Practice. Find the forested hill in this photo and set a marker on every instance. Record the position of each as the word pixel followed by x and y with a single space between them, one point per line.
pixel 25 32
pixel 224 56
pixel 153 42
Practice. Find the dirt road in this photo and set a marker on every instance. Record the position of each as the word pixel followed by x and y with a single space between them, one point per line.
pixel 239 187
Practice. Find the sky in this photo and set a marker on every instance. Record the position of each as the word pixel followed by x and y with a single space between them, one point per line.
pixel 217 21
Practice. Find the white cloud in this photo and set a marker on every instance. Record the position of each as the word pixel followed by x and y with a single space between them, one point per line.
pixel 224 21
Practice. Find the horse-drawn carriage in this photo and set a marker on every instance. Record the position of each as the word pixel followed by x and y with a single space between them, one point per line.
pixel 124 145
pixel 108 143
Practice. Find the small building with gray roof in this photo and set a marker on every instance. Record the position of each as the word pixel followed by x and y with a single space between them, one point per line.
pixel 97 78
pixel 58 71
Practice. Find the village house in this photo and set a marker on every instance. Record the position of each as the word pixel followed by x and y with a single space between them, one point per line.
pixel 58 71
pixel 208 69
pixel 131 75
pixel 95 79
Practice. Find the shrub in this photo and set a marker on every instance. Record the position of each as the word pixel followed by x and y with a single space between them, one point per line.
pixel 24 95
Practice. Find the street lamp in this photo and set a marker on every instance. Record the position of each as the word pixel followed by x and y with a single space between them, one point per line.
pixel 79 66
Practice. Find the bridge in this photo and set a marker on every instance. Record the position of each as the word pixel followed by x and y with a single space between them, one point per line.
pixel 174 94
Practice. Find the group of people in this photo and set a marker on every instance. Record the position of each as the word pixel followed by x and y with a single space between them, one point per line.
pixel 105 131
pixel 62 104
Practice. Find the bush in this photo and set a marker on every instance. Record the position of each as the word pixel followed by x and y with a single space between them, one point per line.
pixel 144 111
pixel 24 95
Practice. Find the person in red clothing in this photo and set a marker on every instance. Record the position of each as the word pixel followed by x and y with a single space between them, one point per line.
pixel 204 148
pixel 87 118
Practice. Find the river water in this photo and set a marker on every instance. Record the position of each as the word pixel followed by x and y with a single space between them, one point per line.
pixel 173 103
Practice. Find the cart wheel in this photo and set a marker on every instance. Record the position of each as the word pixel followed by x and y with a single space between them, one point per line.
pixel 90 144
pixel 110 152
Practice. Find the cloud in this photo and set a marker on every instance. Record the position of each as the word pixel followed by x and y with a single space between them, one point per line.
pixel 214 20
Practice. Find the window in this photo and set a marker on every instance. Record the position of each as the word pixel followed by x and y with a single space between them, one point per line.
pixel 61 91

---

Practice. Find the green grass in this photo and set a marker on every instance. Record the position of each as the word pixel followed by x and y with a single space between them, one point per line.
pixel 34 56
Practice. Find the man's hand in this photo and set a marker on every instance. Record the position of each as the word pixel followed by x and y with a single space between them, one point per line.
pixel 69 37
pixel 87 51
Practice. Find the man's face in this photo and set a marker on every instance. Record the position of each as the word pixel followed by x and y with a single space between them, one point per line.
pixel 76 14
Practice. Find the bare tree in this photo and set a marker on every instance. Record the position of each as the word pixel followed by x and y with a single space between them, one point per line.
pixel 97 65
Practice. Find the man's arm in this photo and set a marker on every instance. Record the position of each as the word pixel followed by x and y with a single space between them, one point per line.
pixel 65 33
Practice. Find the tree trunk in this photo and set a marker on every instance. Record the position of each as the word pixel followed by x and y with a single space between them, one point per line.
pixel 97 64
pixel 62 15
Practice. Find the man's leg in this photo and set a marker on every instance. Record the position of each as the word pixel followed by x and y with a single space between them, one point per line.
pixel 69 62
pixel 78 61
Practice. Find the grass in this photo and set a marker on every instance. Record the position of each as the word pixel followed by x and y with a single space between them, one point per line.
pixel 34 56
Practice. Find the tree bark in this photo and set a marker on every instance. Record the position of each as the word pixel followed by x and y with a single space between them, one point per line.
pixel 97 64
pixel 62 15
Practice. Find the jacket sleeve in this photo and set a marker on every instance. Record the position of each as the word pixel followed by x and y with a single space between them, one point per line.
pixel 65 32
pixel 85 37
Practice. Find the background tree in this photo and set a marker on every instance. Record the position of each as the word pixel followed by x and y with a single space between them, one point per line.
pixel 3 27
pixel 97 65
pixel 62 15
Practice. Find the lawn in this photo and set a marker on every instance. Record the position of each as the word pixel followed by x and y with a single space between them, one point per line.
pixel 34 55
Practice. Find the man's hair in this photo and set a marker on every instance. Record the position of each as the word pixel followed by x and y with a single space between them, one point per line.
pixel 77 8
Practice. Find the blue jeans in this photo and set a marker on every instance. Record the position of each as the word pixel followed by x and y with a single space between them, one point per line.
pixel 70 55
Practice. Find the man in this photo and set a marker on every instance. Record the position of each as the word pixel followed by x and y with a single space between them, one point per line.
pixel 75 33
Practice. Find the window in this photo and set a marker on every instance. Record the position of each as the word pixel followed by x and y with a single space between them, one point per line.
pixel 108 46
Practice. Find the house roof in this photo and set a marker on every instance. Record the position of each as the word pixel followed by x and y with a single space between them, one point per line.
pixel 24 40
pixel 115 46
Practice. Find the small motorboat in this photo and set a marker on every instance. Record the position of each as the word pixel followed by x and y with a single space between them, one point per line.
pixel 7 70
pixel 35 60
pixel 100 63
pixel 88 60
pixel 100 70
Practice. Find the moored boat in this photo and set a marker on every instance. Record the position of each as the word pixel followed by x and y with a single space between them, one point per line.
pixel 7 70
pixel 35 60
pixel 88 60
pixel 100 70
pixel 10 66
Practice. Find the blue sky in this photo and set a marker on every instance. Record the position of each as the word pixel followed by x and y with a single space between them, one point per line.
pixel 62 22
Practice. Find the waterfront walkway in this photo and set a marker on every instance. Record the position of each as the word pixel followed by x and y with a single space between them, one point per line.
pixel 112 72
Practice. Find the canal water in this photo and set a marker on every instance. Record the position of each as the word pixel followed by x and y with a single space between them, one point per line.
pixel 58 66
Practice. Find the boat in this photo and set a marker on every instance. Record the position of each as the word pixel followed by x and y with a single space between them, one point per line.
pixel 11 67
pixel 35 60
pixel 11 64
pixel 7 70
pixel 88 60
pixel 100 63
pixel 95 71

---

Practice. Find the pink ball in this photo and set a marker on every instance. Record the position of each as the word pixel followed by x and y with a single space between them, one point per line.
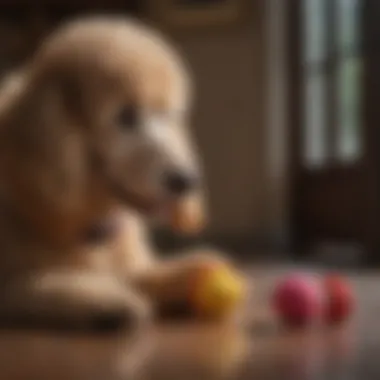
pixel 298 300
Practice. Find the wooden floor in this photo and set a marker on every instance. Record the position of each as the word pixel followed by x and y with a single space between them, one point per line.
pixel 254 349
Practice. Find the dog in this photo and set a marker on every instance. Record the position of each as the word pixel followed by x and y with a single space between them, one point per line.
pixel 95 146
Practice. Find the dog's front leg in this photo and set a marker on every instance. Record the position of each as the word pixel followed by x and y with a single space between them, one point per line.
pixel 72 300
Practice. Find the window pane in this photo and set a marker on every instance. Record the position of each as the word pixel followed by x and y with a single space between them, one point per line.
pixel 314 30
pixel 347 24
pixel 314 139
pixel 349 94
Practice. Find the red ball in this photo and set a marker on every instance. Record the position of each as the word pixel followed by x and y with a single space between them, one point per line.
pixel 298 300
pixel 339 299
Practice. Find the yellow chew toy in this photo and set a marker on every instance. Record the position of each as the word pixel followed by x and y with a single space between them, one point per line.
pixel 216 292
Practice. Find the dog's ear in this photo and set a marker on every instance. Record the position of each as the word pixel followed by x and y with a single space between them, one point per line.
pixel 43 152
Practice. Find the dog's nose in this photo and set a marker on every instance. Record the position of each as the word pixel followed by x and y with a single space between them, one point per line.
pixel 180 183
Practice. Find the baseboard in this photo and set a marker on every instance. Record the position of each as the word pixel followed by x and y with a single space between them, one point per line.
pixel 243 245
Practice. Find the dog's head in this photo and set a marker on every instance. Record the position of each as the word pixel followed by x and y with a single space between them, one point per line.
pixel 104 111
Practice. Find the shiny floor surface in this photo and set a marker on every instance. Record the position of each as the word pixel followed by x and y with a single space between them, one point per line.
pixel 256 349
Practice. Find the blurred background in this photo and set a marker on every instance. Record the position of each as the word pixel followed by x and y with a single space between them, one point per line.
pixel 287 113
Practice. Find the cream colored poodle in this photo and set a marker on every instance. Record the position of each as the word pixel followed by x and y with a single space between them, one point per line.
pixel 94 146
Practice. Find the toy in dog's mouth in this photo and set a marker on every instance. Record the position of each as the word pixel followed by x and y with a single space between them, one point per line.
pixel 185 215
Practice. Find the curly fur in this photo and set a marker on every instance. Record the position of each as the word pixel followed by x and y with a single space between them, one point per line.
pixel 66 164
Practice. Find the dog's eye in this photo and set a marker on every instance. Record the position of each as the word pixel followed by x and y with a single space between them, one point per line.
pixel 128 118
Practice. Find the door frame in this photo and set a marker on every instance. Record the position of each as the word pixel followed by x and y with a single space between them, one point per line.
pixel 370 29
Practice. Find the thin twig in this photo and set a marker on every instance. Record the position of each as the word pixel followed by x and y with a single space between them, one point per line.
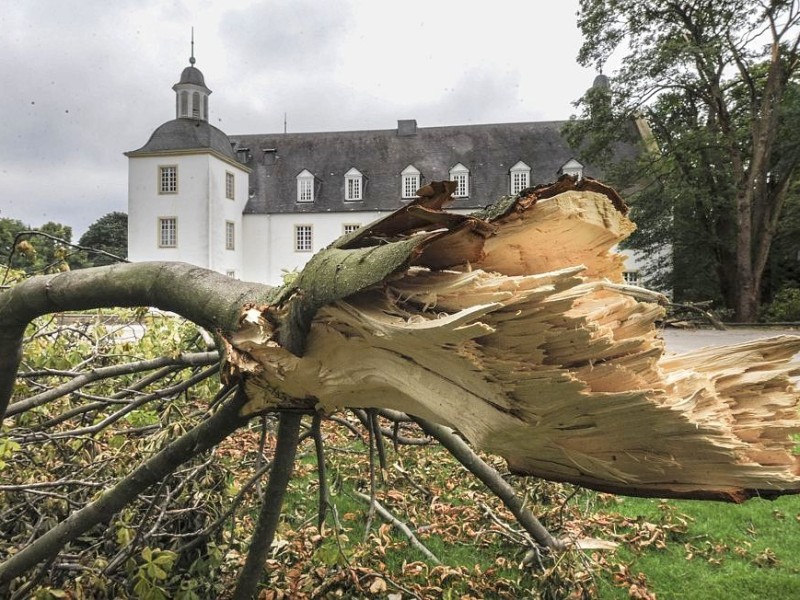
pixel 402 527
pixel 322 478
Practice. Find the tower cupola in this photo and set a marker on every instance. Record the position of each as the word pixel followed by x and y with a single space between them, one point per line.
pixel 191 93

» Task statement:
Copy out the records word for word, from the line containing "Practice. Find the blue sky" through the line containing "pixel 112 72", both ends included.

» Exercise result:
Practice. Find the blue sky in this photo and set a marker on every instance. Record the position of each as the word pixel followed by x and y with a single space between them, one point per line.
pixel 62 22
Practice. Find the waterfront walkway in this photo and set a marker on every instance. Record the position of each as the word pixel followed by x and y with a single space between them, one point per line.
pixel 112 72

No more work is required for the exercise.